*BLOK TEKS*:
○ ○ ○

Duduk perkara dari permasalahan gangguan seksualitas tersebut secara private tidak akan dipermasalahkan karena tidak mengganggu aktifitas orang lain, namun sebaliknya stigma negatif dan keamanan lingkungan sosial akan terganggu apabila penyimpangan tersebut masuk ke dalam ranah publik. Dalam ranah publik inilah negara harus bertindak responsif terhadap permasalahan keamanan dan kenyamanan publik atau istilah ini disebut sebagai dessert-disease jurisprudence. Stepehen J. Morse dalam tulisannya Mental disorder and Criminal Law (2011) memberikan benang merah yang jelas bahwa negara dalam hal menangani perkara mental health yang menjadi tolak ukur bahwa negara dapat memberikan hukuman adalah ketika perilaku menyimpang seperti eksibisionis merenggut hak-hak orang seperti keamanan dan kenyamanan sosial. Karena pada dasarnya kerap kali dengan dalih “penyakit” tindakan-tindakan penyimpangan seksualitas tersebut tidak dapat dipidana karena pertanggungjawaban pidananya tidak terpenuhi karena ada “gap” yang terjadi pada kesimpangsiuran hukum pidana terhadap metode pertanggungjawaban pidana. Lebih lanjut Morse mengemukakan bahwa sebelum adanya penentuan apa saja yang termasuk ke dalam hal yang bisa dipertanggungajawabkan, terlebih dahulu harus melihat pada aspek legal criteria yaitu kriteria yang ditentukan oleh semua aspek ilmu untuk menjawab legal questions.

○ ○ ○

*TUGAS YANG DIKERJAKAN*:
(1) Dalam teks tentang penyimpangan seksual dan hukum pidana, apa sebutan untuk sikap negara yang harus responsif terhadap keamanan dan kenyamanan publik?
(2) Teruskan teks tentang penyimpangan seksual dan hukum pidana mulai setelah kalimat terakhirnya.

*Data ekspresi rujukan*:
○ ○ ○

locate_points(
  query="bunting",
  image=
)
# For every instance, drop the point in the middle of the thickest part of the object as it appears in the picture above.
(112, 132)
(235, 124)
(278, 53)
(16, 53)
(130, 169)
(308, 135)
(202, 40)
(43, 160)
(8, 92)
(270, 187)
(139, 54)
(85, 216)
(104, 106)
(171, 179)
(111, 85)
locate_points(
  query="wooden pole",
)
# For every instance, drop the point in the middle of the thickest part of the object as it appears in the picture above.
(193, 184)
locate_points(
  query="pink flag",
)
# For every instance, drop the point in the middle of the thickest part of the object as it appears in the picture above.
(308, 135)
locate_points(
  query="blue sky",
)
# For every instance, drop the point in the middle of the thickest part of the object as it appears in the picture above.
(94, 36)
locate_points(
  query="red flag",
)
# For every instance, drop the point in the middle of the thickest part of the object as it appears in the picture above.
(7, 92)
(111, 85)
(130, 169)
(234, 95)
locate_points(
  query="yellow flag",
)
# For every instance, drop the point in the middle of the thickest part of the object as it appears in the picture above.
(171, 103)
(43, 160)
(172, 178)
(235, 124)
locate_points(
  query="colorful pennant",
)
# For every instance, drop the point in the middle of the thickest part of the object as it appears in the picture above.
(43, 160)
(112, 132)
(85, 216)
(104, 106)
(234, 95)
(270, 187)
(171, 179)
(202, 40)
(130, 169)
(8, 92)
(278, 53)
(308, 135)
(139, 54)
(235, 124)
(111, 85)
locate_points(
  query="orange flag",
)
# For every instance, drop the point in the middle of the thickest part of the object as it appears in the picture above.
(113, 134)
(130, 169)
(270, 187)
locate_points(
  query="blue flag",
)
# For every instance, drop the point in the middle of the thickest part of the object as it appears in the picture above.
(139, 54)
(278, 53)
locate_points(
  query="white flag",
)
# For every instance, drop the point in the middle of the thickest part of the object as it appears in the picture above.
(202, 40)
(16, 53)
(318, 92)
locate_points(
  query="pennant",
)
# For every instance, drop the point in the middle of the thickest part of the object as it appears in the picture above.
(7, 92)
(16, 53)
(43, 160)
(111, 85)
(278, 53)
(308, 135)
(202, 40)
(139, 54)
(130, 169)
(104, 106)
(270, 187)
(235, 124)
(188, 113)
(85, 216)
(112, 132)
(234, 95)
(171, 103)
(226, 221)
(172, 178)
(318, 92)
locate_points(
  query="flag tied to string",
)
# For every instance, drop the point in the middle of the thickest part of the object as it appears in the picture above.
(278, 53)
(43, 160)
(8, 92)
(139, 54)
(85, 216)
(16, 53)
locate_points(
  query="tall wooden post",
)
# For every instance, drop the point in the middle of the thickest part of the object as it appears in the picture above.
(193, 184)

○ ○ ○

*JAWABAN PER BUTIR*:
(1) Dessert-disease jurisprudence.

(2)
Pada kasus eksibisionis, seperti pada penjelasan sebelumnya bahwa perilaku eksib secara sengaja dilakukan untuk mendapatkan kepuasaan seksualnya. Dalam artian lain unsur kesengajaan tersebut merupakan tolak ukur yang penting dalam penjatuhan pidana. tolak ukur utama tersebut masuk kedalam alasan dipertanggungjawabkannya suatu tindakan pidana, karena pelaku eksib secara sadar dengan rasionalitasnya melakukan aksi tersebut untuk menguntungkan pribadinya.

            Bahkan apabila kita melihat pertanggungjawaban pidana di Indonesia pada pasal 44 ayat 1 KUHP disebut juga sebagai niet kan worden toegerekend atau sebagai tidak dapat dipertanggungjawabkan adalah ketika apabila orang yang melakukan tindak pidana tersebut memiliki gebrekkide ontwikkelling zijner vertandelijke vermogens atau gangguan pada pola kemampuan dalam berfikir. Van Hatum menjelaskan bahwa gangguan terhadap cara berfikir tersebut harus diartikan sebagai gangguan secara biologis dan bukan karena faktor lingkung masyarakat. Seperti misalnya karena idiot atau ada gangguan saraf pada otak sehingga menyebabkan kurangnya pemahaman seseorang tersebut akan suatu permasalahan (Lamintang: 1997: 401). Sehingga perilaku eksib yang telah dijelaskan sebelumnya dikarenakan kesadaran dan untuk kepentingan pribadi tidak dapat di sandingkan sebagai alasan dihapusnya sebuah tindak pidana.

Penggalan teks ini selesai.